- EXERCISE
From the line containing "Would you be able to point out the yellow" onward, every line of the entries is to be set down exactly, the last line included.

***

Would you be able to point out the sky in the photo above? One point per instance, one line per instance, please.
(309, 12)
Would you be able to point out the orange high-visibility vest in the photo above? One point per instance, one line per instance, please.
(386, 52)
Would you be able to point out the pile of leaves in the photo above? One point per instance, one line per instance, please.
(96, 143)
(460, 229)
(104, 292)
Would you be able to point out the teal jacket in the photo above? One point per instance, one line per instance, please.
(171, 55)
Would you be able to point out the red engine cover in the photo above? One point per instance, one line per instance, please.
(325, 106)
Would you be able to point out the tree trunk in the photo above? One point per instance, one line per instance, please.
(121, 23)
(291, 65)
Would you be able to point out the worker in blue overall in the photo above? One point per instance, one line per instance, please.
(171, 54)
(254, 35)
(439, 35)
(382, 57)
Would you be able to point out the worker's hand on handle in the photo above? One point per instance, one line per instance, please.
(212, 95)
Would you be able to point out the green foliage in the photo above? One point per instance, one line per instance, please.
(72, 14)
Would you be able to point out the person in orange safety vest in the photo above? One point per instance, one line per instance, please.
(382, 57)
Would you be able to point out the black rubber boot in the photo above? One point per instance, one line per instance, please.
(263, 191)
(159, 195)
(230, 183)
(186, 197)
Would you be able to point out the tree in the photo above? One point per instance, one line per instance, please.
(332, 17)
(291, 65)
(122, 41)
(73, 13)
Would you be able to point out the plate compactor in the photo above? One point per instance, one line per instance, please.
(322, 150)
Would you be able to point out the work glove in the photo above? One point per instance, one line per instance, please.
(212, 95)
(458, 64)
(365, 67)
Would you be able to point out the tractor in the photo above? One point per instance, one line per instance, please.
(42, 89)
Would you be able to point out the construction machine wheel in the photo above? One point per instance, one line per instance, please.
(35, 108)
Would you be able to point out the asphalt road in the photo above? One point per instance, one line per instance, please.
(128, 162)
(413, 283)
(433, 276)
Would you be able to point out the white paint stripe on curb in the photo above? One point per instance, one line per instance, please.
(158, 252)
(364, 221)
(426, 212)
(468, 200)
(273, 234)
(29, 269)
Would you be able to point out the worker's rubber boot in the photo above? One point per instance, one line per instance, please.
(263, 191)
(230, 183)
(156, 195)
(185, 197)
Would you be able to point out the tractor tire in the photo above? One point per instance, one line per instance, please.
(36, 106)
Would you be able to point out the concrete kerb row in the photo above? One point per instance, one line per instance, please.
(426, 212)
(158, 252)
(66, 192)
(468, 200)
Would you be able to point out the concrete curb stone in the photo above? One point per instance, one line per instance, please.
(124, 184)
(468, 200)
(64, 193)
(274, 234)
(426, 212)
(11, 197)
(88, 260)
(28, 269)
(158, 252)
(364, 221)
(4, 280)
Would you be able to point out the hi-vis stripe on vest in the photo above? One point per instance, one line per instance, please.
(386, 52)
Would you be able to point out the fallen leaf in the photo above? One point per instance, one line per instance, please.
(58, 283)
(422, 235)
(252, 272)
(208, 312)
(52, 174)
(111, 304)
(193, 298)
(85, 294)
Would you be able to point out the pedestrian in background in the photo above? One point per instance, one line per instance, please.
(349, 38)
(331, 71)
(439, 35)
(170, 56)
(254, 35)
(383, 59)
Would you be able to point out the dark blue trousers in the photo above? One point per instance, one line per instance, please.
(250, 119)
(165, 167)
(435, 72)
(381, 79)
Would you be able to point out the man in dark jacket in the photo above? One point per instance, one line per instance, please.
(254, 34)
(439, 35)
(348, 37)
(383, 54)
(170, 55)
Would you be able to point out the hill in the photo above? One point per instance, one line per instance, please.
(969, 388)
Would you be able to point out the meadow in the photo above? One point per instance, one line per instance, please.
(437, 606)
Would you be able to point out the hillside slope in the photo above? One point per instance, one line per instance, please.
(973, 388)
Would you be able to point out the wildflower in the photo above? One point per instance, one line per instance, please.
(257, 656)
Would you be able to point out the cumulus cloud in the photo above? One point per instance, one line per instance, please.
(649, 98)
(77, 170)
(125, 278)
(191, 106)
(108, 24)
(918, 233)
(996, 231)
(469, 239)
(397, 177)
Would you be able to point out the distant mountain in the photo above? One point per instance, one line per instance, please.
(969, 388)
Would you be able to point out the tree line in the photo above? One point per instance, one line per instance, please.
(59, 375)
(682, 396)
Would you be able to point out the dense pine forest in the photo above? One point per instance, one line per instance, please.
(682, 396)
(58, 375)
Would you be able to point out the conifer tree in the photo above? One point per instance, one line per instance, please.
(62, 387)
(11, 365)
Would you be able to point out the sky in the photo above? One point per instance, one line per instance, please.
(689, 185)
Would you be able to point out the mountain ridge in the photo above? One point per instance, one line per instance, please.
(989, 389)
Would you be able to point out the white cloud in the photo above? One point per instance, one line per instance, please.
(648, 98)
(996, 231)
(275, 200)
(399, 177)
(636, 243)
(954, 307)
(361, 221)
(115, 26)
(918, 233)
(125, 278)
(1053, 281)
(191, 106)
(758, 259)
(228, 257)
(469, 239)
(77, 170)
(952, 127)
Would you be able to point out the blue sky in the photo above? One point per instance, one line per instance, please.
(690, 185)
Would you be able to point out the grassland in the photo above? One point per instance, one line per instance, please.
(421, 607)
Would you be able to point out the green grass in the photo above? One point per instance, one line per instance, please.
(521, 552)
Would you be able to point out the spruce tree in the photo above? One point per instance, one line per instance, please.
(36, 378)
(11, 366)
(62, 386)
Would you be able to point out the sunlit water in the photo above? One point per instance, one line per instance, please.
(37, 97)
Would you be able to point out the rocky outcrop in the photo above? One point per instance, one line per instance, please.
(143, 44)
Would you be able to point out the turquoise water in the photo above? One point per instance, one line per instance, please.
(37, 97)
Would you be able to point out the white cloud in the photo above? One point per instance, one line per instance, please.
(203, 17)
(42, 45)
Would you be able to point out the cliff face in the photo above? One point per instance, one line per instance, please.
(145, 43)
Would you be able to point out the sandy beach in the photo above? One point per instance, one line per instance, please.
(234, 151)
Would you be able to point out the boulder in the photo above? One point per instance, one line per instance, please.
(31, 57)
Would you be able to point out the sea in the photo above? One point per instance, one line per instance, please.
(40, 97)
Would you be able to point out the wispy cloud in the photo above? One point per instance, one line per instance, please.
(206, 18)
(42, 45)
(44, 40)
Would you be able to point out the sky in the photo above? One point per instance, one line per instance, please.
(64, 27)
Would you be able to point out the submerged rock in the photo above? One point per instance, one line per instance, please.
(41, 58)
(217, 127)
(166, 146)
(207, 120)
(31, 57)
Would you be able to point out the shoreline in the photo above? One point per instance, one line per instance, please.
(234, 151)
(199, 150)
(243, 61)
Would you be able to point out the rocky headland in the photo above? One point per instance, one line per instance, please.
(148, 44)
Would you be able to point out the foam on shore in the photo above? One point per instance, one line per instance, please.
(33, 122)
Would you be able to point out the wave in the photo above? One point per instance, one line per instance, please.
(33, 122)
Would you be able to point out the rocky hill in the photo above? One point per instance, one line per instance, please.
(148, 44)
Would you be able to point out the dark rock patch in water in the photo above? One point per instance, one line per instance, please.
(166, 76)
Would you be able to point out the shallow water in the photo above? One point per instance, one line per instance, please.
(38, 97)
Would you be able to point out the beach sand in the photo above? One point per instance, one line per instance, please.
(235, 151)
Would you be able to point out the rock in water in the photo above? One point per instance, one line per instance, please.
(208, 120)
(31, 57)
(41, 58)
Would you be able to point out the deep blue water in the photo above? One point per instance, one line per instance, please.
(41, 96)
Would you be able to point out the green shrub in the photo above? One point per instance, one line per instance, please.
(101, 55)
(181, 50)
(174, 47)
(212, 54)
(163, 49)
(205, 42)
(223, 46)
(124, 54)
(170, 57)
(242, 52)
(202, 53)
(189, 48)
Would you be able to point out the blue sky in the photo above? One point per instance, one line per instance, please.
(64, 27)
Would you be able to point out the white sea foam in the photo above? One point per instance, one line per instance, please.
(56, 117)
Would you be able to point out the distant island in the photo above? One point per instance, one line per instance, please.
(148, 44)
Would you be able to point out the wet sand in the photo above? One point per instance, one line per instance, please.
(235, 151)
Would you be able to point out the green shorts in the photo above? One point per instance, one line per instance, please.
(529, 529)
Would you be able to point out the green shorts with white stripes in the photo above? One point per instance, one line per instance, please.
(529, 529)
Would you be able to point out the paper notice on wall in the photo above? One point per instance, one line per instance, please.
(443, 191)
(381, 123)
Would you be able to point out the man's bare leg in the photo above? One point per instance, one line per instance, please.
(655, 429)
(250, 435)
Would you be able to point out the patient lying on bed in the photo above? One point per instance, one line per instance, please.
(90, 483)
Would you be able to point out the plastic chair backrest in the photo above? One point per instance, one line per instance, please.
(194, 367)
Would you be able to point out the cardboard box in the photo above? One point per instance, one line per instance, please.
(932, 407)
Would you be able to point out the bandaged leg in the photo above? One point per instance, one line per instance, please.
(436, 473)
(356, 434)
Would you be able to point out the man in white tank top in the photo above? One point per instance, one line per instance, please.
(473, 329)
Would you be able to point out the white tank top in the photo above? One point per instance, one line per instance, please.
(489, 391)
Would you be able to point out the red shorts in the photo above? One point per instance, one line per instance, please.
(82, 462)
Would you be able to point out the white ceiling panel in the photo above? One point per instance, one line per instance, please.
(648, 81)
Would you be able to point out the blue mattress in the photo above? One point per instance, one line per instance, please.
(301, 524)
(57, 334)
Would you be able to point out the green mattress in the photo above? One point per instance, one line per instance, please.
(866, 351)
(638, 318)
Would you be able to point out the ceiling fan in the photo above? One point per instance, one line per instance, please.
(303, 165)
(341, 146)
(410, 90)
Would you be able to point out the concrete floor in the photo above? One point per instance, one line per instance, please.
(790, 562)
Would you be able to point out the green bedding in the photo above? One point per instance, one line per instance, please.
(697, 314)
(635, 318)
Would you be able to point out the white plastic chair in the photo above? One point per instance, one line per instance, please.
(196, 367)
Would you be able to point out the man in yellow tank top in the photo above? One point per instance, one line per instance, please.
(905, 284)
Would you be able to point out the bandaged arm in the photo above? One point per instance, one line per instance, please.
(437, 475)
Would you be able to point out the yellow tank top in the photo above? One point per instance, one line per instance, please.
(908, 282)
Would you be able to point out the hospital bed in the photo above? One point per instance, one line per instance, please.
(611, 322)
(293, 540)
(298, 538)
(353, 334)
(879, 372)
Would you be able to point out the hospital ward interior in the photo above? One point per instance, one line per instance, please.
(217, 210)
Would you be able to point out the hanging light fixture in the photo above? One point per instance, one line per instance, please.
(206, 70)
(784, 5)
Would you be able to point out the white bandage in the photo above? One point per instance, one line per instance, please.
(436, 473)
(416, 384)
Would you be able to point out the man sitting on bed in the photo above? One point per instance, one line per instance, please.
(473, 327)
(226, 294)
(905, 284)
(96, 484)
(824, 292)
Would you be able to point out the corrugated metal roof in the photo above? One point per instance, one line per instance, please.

***

- ANSWER BOX
Would you be able to point out the yellow tank top in the photo above? One point per instance, one line per instance, please.
(908, 282)
Would you be able to point out the hospital bed in the photo above? One point per instance, one line per instance, please.
(611, 322)
(293, 540)
(298, 538)
(353, 334)
(879, 372)
Would you be able to point out the hospital ward interior in the photo above? One point per instance, one line per instance, please.
(217, 210)
Would you be able to point out the hanging light fixture in the photo above? One point per instance, one line per instance, please.
(206, 70)
(784, 5)
Would you be able to point out the white bandage in the photo above? One point per instance, one line per instance, please.
(436, 473)
(416, 384)
Would you be able to point out the man sitting on bed in the photo above? One point per instance, one line per instance, please.
(473, 327)
(226, 294)
(905, 284)
(96, 484)
(824, 292)
Would you be able to point out the corrugated metal roof in the photo above? One point per instance, one line per instance, please.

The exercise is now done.